═══ SOURCE PASSAGE ═══
Dr. Alejandro Roisentul builds peace serving the victims of the Syrian war, in Israel.
Some think the future is built shedding the enemy’s blood; others, like Dr. Alejandro Roisentul, are convinced that building a better world implies touching the enemy’s blood only to heal wounds.
This surgeon, born in Argentina, has been living in the Holy Land for 28 years, where he works at Safed hospital in northeastern Israel.
There, he serves the victims of the Syrian civil war. Syria is one of the countries that has historically been an enemy of the Jewish state.
In an interview with Infobae.com, Dr. Roisentul explains: “My hope is that one day these children and adolescents we serve become leaders in their respective countries and can tell their people they were cared for in Israel. Our patients see their country devastated by war, and many of them are often surprised to see the kind of treatment they receive from us.”
Roisentul states that since 2013, more than 4,000 Syrians have been treated in Israeli hospitals.
“Both the government and the army decided not to let people die at the border. They get here after incredibly long walks, or traveling on mules, and the Israeli government gives them a special authorization to cross because the border between the two countries is quite hermetic.”
Dr. Roisentul is thrilled to describe the relationship between Israeli doctors and Syrian patients: “Most people need long treatments to recover, get therapy or surgery, so they end up living for a long time in the hospital. We always end up shaking hands or hugging each other. They come in fear because they see us as their enemies at first, but then everything changes. It is not easy, because they come from a country where it is customary to burn Israeli flags.”
When asked why he does this work, the doctor replies: “I think the hand of God put me in this border hospital, where I have worked for 18 years, so that I could be able to transmit this experience.”
In the office, the doctor has hung a small sign that summarizes his mission and vision: “My hands have touched the blood of the enemy. Not by tearing his skin but by healing his wounds.”
═══
### STUDY QUESTIONS
1: Copy the passage about Dr. Roisentul from "In an interview" to "in Israeli hospitals.", switching "hospitals" to "clinics".
2: According to the passage about Dr. Roisentul, how long has he been living in the Holy Land?
The listing has no connection to the passage about Dr. Roisentul.
═══ DATA SECTION ═══
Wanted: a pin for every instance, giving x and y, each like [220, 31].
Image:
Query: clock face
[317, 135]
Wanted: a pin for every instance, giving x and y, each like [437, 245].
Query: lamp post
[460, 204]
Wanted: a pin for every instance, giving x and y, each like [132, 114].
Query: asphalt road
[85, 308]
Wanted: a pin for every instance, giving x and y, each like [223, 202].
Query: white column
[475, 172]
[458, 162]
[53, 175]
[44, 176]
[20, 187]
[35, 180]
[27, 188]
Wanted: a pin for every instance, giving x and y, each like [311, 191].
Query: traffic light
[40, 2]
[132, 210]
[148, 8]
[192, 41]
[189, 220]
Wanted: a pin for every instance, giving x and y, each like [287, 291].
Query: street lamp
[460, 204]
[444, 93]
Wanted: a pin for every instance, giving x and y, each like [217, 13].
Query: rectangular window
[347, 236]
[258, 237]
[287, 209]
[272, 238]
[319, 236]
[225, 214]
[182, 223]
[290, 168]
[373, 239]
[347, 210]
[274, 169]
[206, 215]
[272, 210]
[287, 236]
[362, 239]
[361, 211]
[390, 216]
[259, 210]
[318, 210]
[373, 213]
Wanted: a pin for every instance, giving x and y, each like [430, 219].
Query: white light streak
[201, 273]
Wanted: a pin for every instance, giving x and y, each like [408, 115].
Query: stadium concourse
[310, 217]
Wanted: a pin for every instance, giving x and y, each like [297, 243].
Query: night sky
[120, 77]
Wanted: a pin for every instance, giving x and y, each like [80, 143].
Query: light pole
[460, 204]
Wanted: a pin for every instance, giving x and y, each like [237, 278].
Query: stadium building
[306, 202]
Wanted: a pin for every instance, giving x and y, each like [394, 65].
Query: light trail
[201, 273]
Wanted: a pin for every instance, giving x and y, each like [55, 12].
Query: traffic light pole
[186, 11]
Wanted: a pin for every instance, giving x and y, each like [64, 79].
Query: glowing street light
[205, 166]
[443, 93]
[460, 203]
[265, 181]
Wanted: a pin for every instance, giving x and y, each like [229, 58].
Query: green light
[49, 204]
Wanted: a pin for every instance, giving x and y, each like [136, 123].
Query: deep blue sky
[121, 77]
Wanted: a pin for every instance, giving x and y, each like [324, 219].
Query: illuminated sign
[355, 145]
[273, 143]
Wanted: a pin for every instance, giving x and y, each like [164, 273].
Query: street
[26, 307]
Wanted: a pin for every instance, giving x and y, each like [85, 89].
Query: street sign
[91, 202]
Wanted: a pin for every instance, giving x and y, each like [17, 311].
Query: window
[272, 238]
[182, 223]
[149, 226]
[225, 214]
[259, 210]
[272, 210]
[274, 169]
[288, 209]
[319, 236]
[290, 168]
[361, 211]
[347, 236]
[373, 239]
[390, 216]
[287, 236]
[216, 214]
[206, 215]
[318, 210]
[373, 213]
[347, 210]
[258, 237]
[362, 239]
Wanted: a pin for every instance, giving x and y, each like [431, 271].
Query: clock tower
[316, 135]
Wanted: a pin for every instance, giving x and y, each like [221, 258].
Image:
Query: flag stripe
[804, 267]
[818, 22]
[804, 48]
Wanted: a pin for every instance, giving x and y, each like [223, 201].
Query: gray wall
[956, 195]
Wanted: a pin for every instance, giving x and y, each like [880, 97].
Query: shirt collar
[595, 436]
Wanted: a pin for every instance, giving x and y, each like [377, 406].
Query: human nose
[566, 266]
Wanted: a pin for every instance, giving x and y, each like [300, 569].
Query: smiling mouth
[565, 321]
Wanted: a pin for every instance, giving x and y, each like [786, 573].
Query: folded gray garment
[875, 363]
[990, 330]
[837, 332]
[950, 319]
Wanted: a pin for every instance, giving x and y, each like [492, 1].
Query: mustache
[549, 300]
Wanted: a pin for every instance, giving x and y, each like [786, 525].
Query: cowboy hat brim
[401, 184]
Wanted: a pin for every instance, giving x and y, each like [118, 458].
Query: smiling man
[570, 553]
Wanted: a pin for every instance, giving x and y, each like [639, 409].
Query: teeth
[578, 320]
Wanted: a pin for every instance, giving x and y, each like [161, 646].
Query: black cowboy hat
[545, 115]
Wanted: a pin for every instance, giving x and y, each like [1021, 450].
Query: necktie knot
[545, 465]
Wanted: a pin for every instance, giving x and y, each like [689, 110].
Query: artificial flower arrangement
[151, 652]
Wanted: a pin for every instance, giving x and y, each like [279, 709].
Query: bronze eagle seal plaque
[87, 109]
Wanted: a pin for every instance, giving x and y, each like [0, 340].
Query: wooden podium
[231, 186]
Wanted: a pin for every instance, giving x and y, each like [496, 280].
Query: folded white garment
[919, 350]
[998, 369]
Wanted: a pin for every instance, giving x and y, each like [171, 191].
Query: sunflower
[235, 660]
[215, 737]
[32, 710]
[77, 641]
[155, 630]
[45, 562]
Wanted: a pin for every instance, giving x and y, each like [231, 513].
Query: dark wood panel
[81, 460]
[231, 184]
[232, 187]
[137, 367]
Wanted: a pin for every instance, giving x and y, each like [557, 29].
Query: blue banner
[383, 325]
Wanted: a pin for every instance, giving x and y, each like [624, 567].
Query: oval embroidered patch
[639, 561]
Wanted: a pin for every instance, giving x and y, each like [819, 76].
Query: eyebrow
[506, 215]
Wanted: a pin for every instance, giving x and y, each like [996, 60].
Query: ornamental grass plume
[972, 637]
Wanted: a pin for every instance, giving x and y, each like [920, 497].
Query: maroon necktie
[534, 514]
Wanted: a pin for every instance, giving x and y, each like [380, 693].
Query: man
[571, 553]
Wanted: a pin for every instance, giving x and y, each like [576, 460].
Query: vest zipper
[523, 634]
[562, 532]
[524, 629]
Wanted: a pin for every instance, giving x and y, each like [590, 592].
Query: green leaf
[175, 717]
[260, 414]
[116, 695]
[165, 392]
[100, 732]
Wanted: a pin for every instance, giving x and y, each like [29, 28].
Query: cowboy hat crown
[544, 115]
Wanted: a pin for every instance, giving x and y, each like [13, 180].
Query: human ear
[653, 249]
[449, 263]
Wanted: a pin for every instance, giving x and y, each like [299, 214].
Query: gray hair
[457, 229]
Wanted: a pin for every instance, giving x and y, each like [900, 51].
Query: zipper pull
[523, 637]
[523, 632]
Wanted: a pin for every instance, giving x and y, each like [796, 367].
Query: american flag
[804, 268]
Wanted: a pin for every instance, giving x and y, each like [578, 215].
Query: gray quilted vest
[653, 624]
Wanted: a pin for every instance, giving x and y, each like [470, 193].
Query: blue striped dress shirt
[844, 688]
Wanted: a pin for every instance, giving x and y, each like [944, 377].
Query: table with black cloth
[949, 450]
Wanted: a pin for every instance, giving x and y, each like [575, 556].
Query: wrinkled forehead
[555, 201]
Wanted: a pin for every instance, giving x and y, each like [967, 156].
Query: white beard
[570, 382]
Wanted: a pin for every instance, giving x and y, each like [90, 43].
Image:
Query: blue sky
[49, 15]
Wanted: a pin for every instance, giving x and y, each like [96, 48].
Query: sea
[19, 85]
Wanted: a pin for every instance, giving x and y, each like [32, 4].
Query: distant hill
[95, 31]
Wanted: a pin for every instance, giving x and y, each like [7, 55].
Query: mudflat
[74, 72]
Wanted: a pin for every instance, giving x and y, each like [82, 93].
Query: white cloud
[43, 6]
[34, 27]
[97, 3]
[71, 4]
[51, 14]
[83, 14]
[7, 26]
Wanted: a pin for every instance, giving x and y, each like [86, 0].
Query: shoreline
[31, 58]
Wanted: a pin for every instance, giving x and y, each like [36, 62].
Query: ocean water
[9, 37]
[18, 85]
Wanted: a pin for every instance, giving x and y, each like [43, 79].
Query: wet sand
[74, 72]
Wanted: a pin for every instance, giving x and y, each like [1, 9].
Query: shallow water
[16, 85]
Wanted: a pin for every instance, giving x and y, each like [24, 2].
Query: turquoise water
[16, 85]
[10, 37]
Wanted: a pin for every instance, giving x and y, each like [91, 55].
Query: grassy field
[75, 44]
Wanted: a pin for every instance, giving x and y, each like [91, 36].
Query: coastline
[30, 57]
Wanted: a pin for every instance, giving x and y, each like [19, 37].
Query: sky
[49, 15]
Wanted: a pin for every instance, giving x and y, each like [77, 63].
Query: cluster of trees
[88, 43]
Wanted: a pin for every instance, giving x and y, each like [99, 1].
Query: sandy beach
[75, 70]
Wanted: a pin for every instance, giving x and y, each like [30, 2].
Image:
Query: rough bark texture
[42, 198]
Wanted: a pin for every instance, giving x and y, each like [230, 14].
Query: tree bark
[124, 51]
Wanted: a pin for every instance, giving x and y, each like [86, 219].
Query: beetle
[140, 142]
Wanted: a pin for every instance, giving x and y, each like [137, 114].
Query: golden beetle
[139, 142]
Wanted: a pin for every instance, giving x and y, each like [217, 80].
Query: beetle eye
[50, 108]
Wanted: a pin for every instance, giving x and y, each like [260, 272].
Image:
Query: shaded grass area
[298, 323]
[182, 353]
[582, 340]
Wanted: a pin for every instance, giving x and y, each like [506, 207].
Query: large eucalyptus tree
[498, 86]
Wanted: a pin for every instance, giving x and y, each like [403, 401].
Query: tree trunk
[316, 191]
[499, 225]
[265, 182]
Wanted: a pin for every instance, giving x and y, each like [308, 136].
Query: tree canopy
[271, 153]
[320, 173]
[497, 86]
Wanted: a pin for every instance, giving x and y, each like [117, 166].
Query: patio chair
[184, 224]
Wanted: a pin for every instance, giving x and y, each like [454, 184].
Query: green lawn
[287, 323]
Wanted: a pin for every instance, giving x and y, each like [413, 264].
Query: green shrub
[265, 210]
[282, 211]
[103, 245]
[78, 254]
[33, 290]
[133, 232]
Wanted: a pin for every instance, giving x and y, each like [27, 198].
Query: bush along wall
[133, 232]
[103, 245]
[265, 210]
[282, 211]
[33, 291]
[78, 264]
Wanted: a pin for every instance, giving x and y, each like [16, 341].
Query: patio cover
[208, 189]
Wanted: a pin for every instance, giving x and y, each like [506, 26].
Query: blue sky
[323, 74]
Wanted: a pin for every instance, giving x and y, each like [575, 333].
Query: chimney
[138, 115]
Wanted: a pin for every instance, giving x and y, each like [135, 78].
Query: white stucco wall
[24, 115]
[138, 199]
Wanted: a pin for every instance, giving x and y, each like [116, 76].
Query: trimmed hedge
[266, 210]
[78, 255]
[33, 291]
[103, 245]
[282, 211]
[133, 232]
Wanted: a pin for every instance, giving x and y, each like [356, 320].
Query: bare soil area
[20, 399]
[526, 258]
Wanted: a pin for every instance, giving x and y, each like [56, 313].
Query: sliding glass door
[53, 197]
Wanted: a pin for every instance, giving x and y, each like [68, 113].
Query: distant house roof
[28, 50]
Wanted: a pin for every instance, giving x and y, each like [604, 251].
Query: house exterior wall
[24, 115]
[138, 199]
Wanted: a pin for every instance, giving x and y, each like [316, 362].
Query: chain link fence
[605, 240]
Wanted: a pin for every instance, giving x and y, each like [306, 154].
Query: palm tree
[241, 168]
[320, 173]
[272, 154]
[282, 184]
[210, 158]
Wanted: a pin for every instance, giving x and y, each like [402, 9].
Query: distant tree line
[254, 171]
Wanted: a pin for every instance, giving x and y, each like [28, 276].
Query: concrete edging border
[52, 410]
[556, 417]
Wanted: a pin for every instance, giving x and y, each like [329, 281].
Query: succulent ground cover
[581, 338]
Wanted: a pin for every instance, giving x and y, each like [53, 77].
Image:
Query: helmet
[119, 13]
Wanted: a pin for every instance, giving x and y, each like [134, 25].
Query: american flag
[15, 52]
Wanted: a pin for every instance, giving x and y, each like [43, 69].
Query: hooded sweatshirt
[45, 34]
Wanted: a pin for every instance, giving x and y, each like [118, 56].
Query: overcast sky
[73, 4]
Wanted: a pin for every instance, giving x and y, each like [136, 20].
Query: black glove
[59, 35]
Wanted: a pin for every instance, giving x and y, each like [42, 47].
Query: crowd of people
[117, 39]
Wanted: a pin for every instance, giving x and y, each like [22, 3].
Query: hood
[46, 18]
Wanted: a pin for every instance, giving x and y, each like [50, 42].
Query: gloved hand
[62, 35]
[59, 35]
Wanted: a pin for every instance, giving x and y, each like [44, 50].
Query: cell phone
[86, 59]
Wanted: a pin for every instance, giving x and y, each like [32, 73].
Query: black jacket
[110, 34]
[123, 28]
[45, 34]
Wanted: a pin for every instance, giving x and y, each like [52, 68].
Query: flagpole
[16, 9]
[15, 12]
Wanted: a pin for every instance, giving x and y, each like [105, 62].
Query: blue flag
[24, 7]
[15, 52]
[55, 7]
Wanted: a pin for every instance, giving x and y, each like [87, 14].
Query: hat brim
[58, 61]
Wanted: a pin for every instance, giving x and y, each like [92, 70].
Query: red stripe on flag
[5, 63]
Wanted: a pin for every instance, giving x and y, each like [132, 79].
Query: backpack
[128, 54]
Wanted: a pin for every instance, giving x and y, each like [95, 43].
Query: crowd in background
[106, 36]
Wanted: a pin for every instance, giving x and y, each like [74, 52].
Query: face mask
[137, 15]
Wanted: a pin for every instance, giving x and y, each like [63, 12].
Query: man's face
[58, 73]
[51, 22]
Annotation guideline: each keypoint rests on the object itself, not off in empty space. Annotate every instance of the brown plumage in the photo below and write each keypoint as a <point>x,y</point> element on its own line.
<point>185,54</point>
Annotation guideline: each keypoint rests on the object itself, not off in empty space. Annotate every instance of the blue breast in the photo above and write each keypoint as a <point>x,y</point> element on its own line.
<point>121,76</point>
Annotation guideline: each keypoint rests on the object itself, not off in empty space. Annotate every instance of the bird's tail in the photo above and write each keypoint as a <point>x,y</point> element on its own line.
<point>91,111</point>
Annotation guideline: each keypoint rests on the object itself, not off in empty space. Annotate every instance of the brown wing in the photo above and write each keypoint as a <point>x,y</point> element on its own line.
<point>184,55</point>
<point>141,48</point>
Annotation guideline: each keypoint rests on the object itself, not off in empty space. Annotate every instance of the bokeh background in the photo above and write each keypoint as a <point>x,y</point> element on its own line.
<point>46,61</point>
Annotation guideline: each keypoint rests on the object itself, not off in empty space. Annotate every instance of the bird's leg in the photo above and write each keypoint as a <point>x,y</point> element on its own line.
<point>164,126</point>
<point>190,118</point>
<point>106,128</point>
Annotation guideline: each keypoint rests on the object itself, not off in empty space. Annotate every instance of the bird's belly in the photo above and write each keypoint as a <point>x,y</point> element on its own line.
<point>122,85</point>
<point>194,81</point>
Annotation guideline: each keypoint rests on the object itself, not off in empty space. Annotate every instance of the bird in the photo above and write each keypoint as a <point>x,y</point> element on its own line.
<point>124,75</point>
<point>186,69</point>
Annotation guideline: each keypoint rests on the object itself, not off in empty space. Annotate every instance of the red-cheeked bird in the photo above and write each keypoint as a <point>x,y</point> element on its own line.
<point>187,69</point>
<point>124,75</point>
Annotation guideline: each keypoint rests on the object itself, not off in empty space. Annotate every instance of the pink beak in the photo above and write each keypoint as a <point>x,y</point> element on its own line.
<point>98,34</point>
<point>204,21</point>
═══
### PER-TASK OUTPUTS
1:
In an interview with Infobae.com, Dr. Roisentul explains: “My hope is that one day these children and adolescents we serve become leaders in their respective countries and can tell their people they were cared for in Israel. Our patients see their country devastated by war, and many of them are often surprised to see the kind of treatment they receive from us.”
Roisentul states that since 2013, more than 4,000 Syrians have been treated in Israeli clinics.

2: 28 years.